Sunday, January 27, 2013

Jane Eyre

I must be one of the few holders of an English degree who has never read Jane Eyre, Charlotte Bronte's iconic plain-governess-loves-brooding-employer story.  Somehow or other it was never assigned to me, and I never felt any inclination during the past 25 years to read it on my own.  But now I have read it, and my reaction is:  what took me so long? 

I enjoyed this so much more than I thought I would.  I was expecting something darker and more labored, maybe more tedious than what I found, which was actually a very cerebral love story, told by a narrator who knows she has a good brain and calmly insists on using it.  Victorian literature keeps on surprising me. 

The love between Jane and her employer, Mr. Rochester, doesn't hit them like a thunderbolt.  They neither of them find the other attractive at first, but they do find each other interesting.  They have long, amusing conversations through which their love grows:
"Not three in three thousand raw schoolgirls would have answered me as you have just done.  And then, after all, I go too fast in my conclusions:  for what I yet know, you may be no better than the rest;  you may have intolerable defects to counterbalance your few good points."

**Raw data**
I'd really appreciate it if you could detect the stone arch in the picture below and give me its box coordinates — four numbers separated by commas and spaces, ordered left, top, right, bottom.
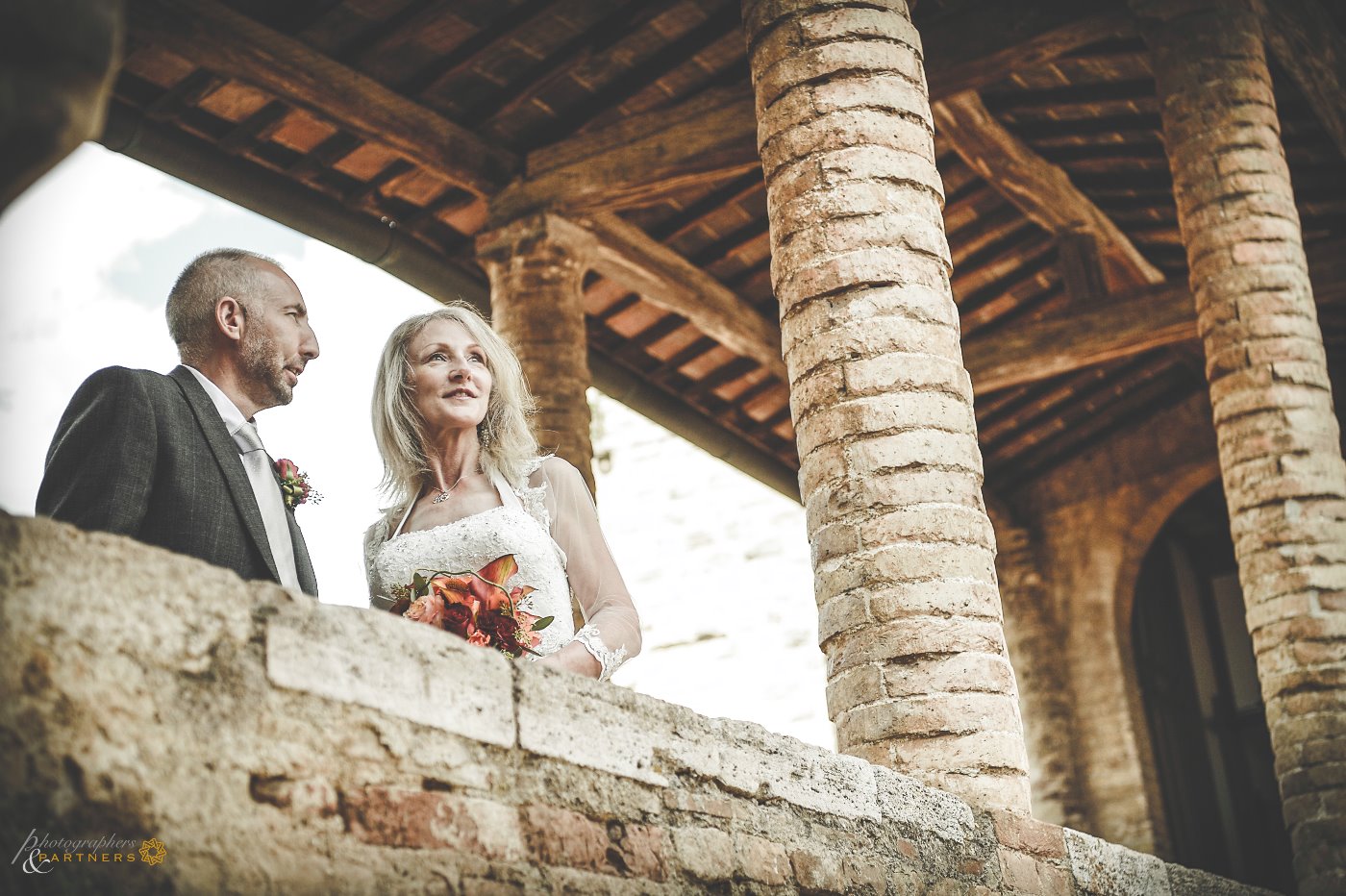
1113, 459, 1219, 856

**What you are asked to do**
Translate this sentence from the post about Jane Eyre into Spanish: "I enjoyed this so much more than I thought I would."

**Correct output**
Lo disfruté muchísimo más de lo que pensaba.